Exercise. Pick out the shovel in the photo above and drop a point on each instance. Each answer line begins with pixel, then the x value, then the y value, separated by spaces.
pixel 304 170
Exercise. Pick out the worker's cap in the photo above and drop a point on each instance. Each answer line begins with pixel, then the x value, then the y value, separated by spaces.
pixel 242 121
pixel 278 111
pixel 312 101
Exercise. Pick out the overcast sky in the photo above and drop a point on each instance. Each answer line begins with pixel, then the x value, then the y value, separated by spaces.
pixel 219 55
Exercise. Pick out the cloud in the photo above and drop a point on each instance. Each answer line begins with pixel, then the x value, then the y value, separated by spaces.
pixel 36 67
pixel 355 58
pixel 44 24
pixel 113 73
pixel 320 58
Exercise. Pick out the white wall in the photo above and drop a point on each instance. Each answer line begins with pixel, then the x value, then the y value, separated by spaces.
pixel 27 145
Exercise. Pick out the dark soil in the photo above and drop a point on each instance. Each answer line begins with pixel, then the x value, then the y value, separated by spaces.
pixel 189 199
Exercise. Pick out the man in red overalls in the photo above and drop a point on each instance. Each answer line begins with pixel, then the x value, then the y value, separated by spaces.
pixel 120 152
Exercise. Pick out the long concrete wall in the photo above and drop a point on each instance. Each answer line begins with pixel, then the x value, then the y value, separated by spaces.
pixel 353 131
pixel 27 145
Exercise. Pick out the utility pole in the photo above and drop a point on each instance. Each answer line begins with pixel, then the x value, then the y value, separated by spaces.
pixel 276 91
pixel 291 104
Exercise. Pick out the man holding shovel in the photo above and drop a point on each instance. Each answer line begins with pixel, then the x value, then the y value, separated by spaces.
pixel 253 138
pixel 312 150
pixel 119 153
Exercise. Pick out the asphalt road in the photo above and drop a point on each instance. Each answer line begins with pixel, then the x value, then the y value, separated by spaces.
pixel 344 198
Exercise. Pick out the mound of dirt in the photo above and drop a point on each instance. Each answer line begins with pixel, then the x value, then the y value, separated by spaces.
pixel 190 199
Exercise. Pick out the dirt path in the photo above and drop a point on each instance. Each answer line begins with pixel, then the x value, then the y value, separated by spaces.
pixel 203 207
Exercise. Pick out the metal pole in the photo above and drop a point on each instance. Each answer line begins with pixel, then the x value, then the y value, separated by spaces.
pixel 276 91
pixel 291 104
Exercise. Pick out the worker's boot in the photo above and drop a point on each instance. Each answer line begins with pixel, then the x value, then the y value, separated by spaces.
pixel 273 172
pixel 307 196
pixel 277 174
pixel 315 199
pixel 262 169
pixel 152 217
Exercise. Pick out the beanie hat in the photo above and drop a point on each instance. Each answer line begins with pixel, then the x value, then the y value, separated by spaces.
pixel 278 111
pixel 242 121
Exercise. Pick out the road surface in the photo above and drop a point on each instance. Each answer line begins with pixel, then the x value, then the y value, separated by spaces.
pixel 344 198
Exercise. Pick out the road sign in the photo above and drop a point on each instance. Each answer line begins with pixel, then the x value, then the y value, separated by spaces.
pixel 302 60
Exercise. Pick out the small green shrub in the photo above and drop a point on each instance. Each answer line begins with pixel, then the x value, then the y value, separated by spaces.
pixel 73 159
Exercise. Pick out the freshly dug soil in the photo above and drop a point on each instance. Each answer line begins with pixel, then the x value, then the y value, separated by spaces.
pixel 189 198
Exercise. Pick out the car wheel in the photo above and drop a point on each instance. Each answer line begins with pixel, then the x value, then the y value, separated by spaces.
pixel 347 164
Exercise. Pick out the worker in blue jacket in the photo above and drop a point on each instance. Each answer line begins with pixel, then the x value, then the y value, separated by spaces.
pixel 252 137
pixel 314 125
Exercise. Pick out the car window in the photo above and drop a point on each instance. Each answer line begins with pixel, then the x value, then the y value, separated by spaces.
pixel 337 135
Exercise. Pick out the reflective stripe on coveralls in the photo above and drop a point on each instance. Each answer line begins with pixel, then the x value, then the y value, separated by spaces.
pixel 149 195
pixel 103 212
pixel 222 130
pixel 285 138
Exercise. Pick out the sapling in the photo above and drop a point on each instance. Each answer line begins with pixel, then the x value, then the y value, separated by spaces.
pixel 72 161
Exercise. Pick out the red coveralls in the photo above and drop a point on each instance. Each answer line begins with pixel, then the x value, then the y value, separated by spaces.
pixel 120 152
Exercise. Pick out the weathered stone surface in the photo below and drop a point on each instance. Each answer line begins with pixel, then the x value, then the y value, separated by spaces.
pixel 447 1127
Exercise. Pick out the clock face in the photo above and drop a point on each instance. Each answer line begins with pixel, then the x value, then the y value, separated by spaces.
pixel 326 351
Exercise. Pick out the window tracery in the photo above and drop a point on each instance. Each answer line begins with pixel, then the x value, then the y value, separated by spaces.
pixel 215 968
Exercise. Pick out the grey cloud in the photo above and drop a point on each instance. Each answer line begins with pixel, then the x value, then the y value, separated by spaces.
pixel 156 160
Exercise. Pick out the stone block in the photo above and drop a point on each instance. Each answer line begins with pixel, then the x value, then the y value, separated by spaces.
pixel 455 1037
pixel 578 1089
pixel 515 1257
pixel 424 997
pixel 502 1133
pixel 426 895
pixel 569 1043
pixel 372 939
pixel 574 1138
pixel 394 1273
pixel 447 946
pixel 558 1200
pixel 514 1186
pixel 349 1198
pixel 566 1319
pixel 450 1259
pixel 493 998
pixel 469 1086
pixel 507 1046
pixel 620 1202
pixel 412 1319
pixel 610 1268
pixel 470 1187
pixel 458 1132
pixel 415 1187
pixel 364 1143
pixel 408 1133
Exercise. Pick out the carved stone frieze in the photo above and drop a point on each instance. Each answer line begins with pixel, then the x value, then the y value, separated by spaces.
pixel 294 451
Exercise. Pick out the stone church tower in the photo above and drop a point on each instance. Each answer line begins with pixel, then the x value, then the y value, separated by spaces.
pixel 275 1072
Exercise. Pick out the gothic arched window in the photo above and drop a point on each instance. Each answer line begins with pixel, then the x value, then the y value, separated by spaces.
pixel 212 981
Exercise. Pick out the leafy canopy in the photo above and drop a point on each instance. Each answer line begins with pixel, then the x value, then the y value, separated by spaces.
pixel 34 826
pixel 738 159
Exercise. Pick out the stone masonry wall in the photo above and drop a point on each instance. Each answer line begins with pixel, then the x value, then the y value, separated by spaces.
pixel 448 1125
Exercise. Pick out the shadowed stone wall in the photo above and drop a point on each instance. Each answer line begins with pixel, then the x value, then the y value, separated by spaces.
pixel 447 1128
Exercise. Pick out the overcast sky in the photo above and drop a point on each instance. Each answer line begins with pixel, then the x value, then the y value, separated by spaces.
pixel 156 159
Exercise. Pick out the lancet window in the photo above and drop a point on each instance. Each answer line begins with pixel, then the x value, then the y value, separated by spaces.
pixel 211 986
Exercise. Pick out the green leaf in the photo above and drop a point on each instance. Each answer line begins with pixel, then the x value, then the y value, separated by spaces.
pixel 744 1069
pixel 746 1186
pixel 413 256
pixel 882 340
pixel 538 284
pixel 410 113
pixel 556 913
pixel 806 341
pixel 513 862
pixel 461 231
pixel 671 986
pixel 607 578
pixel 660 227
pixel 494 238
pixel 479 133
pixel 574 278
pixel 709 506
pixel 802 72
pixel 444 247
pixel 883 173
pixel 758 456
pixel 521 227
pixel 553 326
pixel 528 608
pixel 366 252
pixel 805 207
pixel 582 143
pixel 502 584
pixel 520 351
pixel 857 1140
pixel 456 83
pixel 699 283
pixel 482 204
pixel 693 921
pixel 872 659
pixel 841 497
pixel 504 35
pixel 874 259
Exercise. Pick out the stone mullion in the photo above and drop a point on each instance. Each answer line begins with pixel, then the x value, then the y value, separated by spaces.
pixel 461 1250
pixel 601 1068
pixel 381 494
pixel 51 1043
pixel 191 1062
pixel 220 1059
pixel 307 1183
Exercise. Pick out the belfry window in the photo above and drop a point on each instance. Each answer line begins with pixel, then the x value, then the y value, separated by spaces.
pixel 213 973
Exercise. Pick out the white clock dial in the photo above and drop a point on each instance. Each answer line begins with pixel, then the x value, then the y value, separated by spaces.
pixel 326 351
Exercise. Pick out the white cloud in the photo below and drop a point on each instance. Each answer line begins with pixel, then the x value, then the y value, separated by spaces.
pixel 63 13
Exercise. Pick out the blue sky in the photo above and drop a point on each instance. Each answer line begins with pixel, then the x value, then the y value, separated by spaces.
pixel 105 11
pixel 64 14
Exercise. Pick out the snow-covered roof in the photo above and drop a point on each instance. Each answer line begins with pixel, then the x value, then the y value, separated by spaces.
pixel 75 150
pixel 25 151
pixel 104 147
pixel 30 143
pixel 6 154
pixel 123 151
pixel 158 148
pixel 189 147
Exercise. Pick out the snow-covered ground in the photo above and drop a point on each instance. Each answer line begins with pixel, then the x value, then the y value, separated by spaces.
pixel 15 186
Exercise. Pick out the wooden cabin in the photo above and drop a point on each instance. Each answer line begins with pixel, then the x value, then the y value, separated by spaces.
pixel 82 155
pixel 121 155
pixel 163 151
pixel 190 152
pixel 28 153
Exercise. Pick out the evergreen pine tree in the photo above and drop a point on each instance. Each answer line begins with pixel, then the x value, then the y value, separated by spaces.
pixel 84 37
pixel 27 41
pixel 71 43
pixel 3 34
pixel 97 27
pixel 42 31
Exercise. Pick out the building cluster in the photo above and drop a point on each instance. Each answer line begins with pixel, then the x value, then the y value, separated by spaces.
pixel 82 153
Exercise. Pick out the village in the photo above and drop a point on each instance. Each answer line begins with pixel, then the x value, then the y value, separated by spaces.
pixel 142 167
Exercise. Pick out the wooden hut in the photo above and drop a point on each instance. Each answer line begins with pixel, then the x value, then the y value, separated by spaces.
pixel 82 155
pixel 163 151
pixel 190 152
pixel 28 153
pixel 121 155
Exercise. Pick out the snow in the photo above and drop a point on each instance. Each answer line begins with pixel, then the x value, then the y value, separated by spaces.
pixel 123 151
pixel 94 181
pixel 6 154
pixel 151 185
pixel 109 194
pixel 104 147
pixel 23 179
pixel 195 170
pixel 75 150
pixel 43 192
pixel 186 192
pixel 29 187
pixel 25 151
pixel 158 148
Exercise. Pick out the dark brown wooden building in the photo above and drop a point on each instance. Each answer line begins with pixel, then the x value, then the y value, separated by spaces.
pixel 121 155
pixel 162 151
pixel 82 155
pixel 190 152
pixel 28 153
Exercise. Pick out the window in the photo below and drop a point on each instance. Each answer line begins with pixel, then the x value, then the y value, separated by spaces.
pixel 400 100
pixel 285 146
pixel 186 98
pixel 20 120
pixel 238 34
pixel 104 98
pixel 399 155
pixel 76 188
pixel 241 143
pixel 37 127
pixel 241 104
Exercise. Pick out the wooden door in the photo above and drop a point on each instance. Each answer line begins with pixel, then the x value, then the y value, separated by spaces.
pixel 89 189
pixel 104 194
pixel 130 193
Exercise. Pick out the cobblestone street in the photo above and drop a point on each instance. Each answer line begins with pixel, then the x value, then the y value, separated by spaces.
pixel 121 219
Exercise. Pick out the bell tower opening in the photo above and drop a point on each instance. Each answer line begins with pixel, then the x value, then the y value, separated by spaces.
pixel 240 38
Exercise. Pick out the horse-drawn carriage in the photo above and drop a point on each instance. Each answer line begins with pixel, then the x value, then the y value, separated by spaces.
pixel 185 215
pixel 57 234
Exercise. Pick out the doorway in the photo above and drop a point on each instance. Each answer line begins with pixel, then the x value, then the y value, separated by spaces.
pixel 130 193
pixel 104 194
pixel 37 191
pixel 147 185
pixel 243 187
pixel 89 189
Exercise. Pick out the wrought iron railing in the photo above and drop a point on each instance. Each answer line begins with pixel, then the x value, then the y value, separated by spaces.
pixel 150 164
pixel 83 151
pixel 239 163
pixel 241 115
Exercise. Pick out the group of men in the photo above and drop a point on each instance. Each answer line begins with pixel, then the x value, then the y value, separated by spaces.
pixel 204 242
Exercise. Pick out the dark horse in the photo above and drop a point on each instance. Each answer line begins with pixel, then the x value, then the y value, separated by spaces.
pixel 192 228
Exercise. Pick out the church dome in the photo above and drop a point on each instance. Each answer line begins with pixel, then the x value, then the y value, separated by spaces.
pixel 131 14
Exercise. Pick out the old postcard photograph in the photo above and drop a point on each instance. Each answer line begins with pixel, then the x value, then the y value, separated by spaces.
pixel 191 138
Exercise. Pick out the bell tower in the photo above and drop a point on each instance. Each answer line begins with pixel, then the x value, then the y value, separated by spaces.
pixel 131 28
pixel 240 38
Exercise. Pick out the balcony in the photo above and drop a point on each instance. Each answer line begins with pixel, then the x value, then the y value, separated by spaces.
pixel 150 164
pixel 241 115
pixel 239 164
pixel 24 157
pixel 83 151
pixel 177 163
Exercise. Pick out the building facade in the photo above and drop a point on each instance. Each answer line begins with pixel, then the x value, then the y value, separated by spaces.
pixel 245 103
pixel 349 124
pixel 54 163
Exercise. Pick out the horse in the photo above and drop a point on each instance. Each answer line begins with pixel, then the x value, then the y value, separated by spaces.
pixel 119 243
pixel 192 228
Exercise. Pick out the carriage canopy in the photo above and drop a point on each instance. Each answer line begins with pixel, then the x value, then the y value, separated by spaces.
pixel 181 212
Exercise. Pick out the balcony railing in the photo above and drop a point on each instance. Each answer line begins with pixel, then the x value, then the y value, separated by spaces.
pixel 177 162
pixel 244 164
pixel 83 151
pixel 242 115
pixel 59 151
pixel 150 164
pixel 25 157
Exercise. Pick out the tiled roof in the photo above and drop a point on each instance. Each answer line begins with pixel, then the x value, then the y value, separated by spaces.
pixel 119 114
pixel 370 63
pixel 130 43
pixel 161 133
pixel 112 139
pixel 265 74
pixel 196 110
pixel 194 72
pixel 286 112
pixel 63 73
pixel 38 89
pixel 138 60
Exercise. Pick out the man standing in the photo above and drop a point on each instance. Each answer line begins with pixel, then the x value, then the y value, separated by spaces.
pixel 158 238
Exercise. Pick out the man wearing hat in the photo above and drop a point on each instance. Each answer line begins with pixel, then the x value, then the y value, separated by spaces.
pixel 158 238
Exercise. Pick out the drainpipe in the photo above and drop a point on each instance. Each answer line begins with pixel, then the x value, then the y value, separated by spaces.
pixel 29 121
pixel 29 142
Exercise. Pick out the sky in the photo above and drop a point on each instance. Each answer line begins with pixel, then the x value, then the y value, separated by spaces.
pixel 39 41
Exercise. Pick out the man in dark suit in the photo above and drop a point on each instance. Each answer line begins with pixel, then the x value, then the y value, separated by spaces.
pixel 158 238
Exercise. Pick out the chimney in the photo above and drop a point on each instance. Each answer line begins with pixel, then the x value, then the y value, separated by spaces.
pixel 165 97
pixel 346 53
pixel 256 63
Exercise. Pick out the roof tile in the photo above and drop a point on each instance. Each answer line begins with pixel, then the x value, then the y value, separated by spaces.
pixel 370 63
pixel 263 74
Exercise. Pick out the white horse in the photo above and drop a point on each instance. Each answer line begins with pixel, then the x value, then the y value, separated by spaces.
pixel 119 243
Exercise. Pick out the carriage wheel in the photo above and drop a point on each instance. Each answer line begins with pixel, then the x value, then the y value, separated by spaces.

|---|

__Le problème__:
Réécris sous forme de CSV à deux colonnes, consigne et reponse, le passage allant du début des entrées jusqu'à la ligne contenant "pixel 304 170", bornes incluses. Prévois une ligne par entrée, chaque valeur entre guillemets dans un seul champ, avec les retours à la ligne remplacés par des espaces.

__La solution__:
consigne,reponse
"Exercise. Pick out the shovel in the photo above and drop a point on each instance. Each answer line begins with pixel, then the x value, then the y value, separated by spaces.","pixel 304 170"